REQUIREMENTS => Could you pull out every line in the records below that contains the word "jacket"? Only matches with the same capitalization count.

SOURCE RECORDS =>
· · · · ·

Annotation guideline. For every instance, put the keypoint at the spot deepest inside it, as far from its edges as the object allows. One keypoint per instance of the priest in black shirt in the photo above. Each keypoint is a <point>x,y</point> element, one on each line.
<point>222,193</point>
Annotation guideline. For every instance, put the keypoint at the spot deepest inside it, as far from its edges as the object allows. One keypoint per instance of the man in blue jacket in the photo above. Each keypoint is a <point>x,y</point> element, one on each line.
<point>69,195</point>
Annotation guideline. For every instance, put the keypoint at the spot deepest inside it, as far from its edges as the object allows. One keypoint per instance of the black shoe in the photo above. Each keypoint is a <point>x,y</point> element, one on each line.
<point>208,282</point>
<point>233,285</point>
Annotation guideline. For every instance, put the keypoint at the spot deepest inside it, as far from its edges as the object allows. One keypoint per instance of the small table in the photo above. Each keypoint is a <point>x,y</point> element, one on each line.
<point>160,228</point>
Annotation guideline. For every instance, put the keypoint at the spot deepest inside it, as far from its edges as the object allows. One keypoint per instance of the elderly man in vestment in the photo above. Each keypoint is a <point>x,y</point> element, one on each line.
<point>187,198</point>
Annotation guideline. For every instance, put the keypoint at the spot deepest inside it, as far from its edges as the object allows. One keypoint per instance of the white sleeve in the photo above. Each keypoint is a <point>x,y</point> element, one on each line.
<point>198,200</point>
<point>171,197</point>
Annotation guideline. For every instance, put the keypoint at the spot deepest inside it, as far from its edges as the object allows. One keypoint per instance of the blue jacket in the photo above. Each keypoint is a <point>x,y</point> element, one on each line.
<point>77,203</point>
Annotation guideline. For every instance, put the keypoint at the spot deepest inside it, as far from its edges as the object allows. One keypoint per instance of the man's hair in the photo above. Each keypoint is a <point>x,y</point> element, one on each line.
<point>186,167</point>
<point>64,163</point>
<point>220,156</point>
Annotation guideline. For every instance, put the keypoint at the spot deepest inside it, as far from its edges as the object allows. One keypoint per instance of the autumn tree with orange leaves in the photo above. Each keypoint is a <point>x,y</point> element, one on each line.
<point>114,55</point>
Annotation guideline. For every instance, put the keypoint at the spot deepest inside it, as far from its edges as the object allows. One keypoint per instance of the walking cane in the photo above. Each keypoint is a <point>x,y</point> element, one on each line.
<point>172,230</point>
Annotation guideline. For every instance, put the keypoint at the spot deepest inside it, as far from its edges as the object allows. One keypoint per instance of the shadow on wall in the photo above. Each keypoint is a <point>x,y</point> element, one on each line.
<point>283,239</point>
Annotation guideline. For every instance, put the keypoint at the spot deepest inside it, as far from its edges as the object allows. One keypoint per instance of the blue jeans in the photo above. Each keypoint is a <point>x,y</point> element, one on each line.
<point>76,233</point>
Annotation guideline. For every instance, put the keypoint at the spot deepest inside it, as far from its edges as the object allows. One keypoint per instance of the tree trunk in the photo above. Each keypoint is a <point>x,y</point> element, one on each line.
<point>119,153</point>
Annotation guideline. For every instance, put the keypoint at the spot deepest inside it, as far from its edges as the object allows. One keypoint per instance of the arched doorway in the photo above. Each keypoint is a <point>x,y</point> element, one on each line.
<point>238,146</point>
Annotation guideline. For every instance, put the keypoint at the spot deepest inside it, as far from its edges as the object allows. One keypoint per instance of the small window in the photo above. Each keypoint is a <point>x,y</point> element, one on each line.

· · · · ·

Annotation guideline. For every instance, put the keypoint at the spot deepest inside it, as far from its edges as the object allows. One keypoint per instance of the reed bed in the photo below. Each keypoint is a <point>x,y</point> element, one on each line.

· · · · ·

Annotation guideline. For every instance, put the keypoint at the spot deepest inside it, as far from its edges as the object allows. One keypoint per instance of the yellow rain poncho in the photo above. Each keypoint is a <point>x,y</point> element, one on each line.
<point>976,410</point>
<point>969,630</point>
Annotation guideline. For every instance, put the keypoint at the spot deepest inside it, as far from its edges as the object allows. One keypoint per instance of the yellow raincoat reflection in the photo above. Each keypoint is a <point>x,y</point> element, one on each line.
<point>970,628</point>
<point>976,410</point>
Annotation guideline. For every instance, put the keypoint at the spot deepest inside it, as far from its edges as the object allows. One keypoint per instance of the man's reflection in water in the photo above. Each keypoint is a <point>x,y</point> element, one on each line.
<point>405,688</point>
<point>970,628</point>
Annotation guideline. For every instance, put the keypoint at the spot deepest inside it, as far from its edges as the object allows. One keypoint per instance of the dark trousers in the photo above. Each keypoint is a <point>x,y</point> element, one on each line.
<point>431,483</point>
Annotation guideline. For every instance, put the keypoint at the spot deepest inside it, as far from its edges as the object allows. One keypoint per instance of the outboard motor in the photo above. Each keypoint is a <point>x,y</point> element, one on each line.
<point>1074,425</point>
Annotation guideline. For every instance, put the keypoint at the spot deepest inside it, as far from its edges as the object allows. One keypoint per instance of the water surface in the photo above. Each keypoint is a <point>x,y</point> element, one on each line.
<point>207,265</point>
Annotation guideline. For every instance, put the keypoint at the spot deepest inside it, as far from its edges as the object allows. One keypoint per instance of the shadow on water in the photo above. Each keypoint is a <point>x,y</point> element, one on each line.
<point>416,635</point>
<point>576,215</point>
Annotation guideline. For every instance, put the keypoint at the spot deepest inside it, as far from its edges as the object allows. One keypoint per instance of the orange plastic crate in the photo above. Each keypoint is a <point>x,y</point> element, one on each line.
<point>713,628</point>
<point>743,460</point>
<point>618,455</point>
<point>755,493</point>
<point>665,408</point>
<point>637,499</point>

· · · · ·

SOLUTION BELOW =>
Annotation guideline. For every instance, put the keypoint at the spot deepest inside it, as far from its edges as the object allows. One keypoint per instance of the man in blue jacket in the photo above. Each keypoint is a <point>x,y</point> element, one on each line.
Annotation guideline. For every instance, put the keypoint at the spot deepest inside it, as far from its edges as the object allows. One keypoint per instance of the blue jacket in the photo above. Each keypoint is a <point>x,y</point> element, one on each line.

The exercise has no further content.